Stored data entries:
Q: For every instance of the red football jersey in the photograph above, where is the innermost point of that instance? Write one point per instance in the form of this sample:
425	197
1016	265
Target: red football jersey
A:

*WHAT TO WORK ON*: Each record should be given again exactly as it reads.

*RESULT*:
Q: For every instance of the red football jersey in the photograph above, where is the innermost point of that instance? Write one point per instance in the form of this sample:
425	197
1016	265
Target: red football jersey
A:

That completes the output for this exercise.